=== Begin Enclosure ===

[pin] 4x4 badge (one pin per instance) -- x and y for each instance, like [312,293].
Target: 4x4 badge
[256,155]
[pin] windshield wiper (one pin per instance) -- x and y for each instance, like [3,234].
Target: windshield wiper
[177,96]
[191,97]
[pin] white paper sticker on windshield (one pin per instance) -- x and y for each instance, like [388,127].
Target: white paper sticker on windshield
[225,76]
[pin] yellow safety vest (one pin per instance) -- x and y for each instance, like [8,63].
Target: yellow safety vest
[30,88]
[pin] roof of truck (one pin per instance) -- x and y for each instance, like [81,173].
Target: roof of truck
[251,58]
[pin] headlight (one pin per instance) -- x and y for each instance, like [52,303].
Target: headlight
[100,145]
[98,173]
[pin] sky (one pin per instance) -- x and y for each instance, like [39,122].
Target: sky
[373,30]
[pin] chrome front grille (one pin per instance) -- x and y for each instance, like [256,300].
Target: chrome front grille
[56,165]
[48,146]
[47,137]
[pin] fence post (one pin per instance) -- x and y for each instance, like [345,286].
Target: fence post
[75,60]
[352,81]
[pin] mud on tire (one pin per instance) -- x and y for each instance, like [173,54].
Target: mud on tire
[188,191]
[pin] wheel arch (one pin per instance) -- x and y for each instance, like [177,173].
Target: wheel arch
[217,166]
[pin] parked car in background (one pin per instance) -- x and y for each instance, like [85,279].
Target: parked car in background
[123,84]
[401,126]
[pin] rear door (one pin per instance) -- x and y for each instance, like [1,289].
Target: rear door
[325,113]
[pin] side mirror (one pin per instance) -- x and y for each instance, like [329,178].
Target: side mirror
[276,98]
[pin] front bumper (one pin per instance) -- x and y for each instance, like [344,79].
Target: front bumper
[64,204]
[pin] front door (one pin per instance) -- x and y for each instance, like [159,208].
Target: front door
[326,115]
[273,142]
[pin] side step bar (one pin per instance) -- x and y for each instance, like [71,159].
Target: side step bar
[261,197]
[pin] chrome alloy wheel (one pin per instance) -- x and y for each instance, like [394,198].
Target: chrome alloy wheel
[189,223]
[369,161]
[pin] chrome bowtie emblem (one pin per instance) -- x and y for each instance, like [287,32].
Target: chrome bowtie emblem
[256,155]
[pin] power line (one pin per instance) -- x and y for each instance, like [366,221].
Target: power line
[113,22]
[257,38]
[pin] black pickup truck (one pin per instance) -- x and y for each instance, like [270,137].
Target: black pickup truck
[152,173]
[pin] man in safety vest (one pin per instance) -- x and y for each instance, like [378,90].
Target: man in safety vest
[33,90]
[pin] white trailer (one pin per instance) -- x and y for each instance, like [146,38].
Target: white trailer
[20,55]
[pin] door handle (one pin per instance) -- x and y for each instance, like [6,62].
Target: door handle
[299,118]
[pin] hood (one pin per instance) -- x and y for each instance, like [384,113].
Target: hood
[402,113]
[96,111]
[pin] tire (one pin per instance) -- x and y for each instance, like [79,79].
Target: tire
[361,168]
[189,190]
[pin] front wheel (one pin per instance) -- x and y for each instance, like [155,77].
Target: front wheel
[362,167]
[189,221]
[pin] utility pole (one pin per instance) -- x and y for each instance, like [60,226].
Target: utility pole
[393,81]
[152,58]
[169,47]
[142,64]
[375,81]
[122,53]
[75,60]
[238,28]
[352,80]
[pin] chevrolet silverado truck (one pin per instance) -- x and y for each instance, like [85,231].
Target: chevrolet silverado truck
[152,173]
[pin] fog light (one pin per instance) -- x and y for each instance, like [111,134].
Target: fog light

=== End Enclosure ===

Activity: All entries are to be reproduced verbatim, with none omitted.

Answer for this exercise:
[pin] 4x4 badge (one pin per instance) -- x and y for each instance, like [312,293].
Target: 4x4 badge
[256,155]
[pin] windshield wiper (one pin per instance) -- x and y for each instance, like [3,234].
Target: windshield wiper
[177,96]
[191,97]
[pin] white paper sticker on windshield (one pin per instance) -- x and y for each instance, like [388,127].
Target: white paper sticker on windshield
[225,76]
[pin] yellow safety vest (one pin per instance) -- x and y for each instance, like [8,63].
Target: yellow safety vest
[30,88]
[pin] roof of truck (one pin per instance) -- x and y for each instance, like [81,173].
Target: roof of truck
[251,58]
[pin] headlight (one pin per instance) -- x and y for each instance, like [52,303].
Target: headlight
[100,145]
[98,173]
[pin] sky (one pin per instance) -- x and y for each instance, like [39,122].
Target: sky
[373,30]
[pin] chrome front grille (one pin per instance) -- x and y for each instance, like [256,300].
Target: chrome front grille
[56,165]
[48,146]
[47,137]
[pin] fence post (one pin per instance) -- x and y for each instance, like [345,286].
Target: fence post
[75,60]
[352,81]
[pin] mud on tire (one pin per instance) -- x and y for each instance, like [173,54].
Target: mud on tire
[188,191]
[pin] wheel arch (one pin per instance) -- x and y for each instance, like [177,173].
Target: wheel arch
[217,166]
[pin] parked car in background (one pin per instance) -- x and y for each instance, like [85,279].
Target: parked car in background
[123,84]
[401,126]
[pin] rear door (one pin per instance) -- x and y for each instance, like [1,289].
Target: rear door
[325,113]
[pin] side mirror (one pin per instance) -- x and y for each instance, like [329,178].
Target: side mirror
[276,98]
[pin] front bumper (one pin per instance) -- x and y for each instance, like [344,79].
Target: front bumper
[64,204]
[pin] front door (one pin per instance) -- x and y for each instance, like [159,208].
Target: front door
[326,115]
[273,142]
[pin] side step bar (one pin per instance) -- x and y for each instance, like [71,159].
Target: side step bar
[261,197]
[pin] chrome alloy wheel (one pin per instance) -- x and y for each instance, like [394,198].
Target: chrome alloy wheel
[189,223]
[369,161]
[pin] chrome bowtie emblem (one pin per instance) -- x and y for each instance, like [287,32].
Target: chrome bowtie emblem
[256,155]
[pin] power line (one pin per instance) -- x and y for each instance, like [366,221].
Target: power line
[113,22]
[257,38]
[pin] black pickup truck (one pin per instance) -- x and y for each instance, like [270,137].
Target: black pickup truck
[152,173]
[pin] man in safety vest (one pin per instance) -- x and y for each instance, like [378,90].
Target: man in safety vest
[33,90]
[pin] white trailer (one pin per instance) -- x and y for each instance, like [146,38].
Target: white trailer
[20,55]
[pin] door handle (one pin per instance) -- x and y for each instance, like [6,62].
Target: door handle
[299,118]
[pin] hood (one pin per instance) -- x and y for each instance, like [384,113].
Target: hood
[402,113]
[96,111]
[pin] tire (one pin per instance) -- x and y for each instance, like [79,79].
Target: tire
[361,168]
[189,190]
[pin] front wheel (one pin per instance) -- x and y for each instance, like [155,77].
Target: front wheel
[362,167]
[189,221]
[pin] utility pole (one pin per instance) -- x and y for each instance, like [60,226].
Target: utility pole
[393,81]
[152,58]
[169,47]
[142,64]
[375,81]
[122,53]
[75,60]
[238,28]
[352,80]
[pin] chevrolet silverado truck (one pin per instance) -- x and y for each instance, like [85,231].
Target: chevrolet silverado truck
[152,173]
[pin] fog light (one pin per instance) -- x and y for each instance, like [111,134].
Target: fog light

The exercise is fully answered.